*GIVEN REQUEST*: Reproduce without any change the part of the entries that begins with the line containing "of the green" and ends with the line containing "Query: barren volcanic ground", including both of those lines.

*EXTRACTED DATA*:

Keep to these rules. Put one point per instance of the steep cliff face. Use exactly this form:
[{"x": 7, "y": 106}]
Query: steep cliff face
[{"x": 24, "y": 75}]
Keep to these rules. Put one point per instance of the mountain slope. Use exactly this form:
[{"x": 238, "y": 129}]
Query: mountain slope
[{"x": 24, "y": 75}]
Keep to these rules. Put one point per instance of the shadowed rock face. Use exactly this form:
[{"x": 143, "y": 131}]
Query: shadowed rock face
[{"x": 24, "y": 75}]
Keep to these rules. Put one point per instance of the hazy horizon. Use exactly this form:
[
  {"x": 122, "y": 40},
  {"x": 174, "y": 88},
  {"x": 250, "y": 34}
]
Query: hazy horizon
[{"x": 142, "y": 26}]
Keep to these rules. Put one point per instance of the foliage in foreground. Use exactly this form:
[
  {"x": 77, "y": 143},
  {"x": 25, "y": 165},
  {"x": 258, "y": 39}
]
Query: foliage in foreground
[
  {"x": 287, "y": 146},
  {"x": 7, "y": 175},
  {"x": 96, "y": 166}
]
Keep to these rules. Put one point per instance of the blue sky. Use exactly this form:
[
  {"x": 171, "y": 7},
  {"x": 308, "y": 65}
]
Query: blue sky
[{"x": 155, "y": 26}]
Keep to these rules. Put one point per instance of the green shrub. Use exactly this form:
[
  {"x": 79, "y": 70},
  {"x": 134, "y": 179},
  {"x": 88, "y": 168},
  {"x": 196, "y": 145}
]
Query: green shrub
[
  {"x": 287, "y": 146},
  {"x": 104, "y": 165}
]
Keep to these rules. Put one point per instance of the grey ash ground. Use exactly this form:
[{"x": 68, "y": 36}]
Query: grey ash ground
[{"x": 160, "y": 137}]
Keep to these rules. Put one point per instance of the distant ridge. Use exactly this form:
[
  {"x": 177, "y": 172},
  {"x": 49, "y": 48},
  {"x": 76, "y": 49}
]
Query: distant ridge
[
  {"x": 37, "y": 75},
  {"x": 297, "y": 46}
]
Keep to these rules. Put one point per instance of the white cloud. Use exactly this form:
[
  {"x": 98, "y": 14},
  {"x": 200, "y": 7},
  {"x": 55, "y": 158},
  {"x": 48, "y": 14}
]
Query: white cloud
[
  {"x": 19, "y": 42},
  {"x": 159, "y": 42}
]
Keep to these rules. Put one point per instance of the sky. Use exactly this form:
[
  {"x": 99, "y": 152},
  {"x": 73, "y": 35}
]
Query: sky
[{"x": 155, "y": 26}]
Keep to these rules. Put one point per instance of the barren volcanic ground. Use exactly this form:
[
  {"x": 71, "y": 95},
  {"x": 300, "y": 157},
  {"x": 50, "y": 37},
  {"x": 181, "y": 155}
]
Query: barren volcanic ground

* * *

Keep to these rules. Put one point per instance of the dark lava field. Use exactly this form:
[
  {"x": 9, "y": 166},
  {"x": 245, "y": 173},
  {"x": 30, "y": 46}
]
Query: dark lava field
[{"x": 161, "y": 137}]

*RESULT FOR THIS TASK*:
Keep to these rules. Put one point per instance of the green shrub. Use exactly this form:
[
  {"x": 79, "y": 70},
  {"x": 134, "y": 179},
  {"x": 88, "y": 168},
  {"x": 196, "y": 145}
]
Query: green shrub
[
  {"x": 287, "y": 146},
  {"x": 104, "y": 165}
]
Keep to these rules. Put one point per instance of the grey ash ground. Use exactly this form:
[{"x": 68, "y": 36}]
Query: grey ash ground
[{"x": 160, "y": 137}]
Keep to these rules. Put one point per instance of the distant ridge. Use exactly this form:
[
  {"x": 177, "y": 172},
  {"x": 49, "y": 48},
  {"x": 76, "y": 49}
]
Query: distant ridge
[
  {"x": 37, "y": 75},
  {"x": 297, "y": 46}
]
Keep to these rules. Put one point per instance of the white cloud. Use exactly this form:
[
  {"x": 98, "y": 14},
  {"x": 200, "y": 7},
  {"x": 55, "y": 158},
  {"x": 48, "y": 14}
]
Query: white cloud
[
  {"x": 19, "y": 42},
  {"x": 159, "y": 42}
]
Keep to these rules. Put one point per instance of the sky. Use exactly this form:
[
  {"x": 99, "y": 152},
  {"x": 73, "y": 35}
]
Query: sky
[{"x": 155, "y": 26}]
Keep to these rules. Put one point per instance of the barren volcanic ground. Use exactly this form:
[
  {"x": 71, "y": 95},
  {"x": 300, "y": 157},
  {"x": 50, "y": 37},
  {"x": 181, "y": 155}
]
Query: barren volcanic ground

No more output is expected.